··· Input for this task ···

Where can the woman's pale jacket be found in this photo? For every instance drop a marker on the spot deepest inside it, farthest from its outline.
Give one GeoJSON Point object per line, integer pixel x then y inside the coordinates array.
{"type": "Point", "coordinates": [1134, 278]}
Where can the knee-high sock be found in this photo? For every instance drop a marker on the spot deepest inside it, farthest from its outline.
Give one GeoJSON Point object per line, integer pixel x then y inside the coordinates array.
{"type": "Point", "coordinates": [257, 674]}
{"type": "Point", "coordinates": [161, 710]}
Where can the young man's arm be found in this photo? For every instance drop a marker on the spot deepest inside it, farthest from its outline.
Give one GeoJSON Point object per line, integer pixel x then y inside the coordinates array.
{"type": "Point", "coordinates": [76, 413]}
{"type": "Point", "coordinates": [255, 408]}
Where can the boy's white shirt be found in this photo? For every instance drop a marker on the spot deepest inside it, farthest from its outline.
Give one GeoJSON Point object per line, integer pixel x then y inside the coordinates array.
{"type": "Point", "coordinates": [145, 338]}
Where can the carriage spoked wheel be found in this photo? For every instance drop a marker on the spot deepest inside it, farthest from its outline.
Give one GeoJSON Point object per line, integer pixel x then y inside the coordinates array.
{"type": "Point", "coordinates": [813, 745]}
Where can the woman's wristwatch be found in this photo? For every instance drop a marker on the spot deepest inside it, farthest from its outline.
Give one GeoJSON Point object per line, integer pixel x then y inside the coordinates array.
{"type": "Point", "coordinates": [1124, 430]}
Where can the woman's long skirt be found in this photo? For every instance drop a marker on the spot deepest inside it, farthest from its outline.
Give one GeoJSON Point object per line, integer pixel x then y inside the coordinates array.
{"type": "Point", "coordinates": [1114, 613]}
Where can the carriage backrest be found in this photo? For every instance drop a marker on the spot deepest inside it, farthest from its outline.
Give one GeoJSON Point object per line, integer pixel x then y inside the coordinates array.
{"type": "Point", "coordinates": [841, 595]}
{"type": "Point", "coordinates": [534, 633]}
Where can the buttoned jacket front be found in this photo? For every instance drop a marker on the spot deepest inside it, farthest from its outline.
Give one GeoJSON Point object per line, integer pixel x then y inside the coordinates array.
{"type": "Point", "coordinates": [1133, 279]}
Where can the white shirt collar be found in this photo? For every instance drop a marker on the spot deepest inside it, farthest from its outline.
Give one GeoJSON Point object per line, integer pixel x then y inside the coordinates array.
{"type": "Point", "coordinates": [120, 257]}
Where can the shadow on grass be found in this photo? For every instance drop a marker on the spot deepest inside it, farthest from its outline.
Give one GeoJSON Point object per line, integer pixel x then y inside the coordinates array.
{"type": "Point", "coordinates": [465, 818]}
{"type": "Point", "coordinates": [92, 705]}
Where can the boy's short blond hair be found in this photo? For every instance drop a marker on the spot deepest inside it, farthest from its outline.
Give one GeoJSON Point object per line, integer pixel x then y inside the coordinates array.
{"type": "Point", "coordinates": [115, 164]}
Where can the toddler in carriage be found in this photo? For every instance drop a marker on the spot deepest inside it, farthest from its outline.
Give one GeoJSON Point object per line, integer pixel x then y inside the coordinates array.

···

## Task objective
Render every line of the records above as a Markdown table with a Row column for the line's number and a Line column for its text. Leave out blank lines.

## Response to the exercise
| Row | Line |
|---|---|
| 1 | Where can the woman's pale jacket be found in this photo? For every instance drop a marker on the spot deepest inside it, farthest from its outline. |
| 2 | Give one GeoJSON Point object per line, integer pixel x then y inside the coordinates array. |
| 3 | {"type": "Point", "coordinates": [1134, 278]} |
| 4 | Where can the knee-high sock be found in this photo? For every instance drop a marker on the spot deepest inside it, farthest from its outline. |
| 5 | Give one GeoJSON Point object per line, integer pixel x then y inside the coordinates array. |
| 6 | {"type": "Point", "coordinates": [257, 674]} |
| 7 | {"type": "Point", "coordinates": [161, 710]} |
| 8 | Where can the young man's arm be found in this photo? For every instance drop a marker on the spot deepest inside it, farthest from its outline. |
| 9 | Give one GeoJSON Point object per line, integer pixel x then y inside the coordinates array. |
| 10 | {"type": "Point", "coordinates": [76, 413]} |
| 11 | {"type": "Point", "coordinates": [255, 408]} |
| 12 | Where can the boy's white shirt be found in this photo? For every instance drop a marker on the spot deepest inside it, farthest from its outline. |
| 13 | Give one GeoJSON Point object per line, integer pixel x then y inside the coordinates array. |
| 14 | {"type": "Point", "coordinates": [145, 338]} |
| 15 | Where can the carriage spoked wheel be found in this photo? For every instance drop a marker on the spot deepest inside it, farthest from its outline. |
| 16 | Give one GeoJSON Point object per line, integer pixel x then y inside the coordinates array. |
| 17 | {"type": "Point", "coordinates": [813, 745]} |
| 18 | Where can the woman's wristwatch be found in this photo? For every instance drop a marker on the spot deepest inside it, farthest from its outline. |
| 19 | Give one GeoJSON Point object per line, integer pixel x then y inside the coordinates array. |
| 20 | {"type": "Point", "coordinates": [1124, 430]} |
| 21 | Where can the woman's long skirt be found in this photo? For every instance drop a marker on the spot deepest inside it, farthest from its outline. |
| 22 | Give one GeoJSON Point object per line, integer pixel x then y inside the coordinates array. |
| 23 | {"type": "Point", "coordinates": [1114, 613]} |
| 24 | Where can the carriage backrest be found in this photo? For every instance drop a marker on the spot deepest inside it, farthest from its outline. |
| 25 | Give one GeoJSON Point object per line, integer pixel x then y inside the coordinates array. |
| 26 | {"type": "Point", "coordinates": [841, 595]} |
| 27 | {"type": "Point", "coordinates": [534, 633]} |
| 28 | Where can the buttoned jacket front be found in this photo? For every instance drop a marker on the spot deepest inside it, farthest from its outline. |
| 29 | Give one GeoJSON Point object per line, integer pixel x then y inside the coordinates array. |
| 30 | {"type": "Point", "coordinates": [1133, 279]} |
| 31 | Where can the white shirt collar be found in this photo? For every instance drop a marker on the spot deepest inside it, farthest from its outline. |
| 32 | Give one GeoJSON Point object per line, integer pixel x then y inside the coordinates array. |
| 33 | {"type": "Point", "coordinates": [120, 257]} |
| 34 | Where can the shadow on grass be found in this photo? For every instance drop a marker on the spot deepest inside it, farthest from its outline. |
| 35 | Give one GeoJSON Point object per line, integer pixel x then y inside the coordinates array. |
| 36 | {"type": "Point", "coordinates": [465, 818]} |
| 37 | {"type": "Point", "coordinates": [92, 705]} |
| 38 | Where can the boy's short blond hair be found in this photo? For every instance drop a marker on the spot deepest inside it, farthest from its outline. |
| 39 | Give one GeoJSON Point object per line, integer pixel x then y inside the coordinates array. |
| 40 | {"type": "Point", "coordinates": [115, 164]} |
| 41 | Where can the toddler in carriage be found in this photo? For every instance drop a marker on the spot deepest inside it, farthest from its outline. |
| 42 | Give one GeoJSON Point object per line, integer pixel x then y inside the coordinates array. |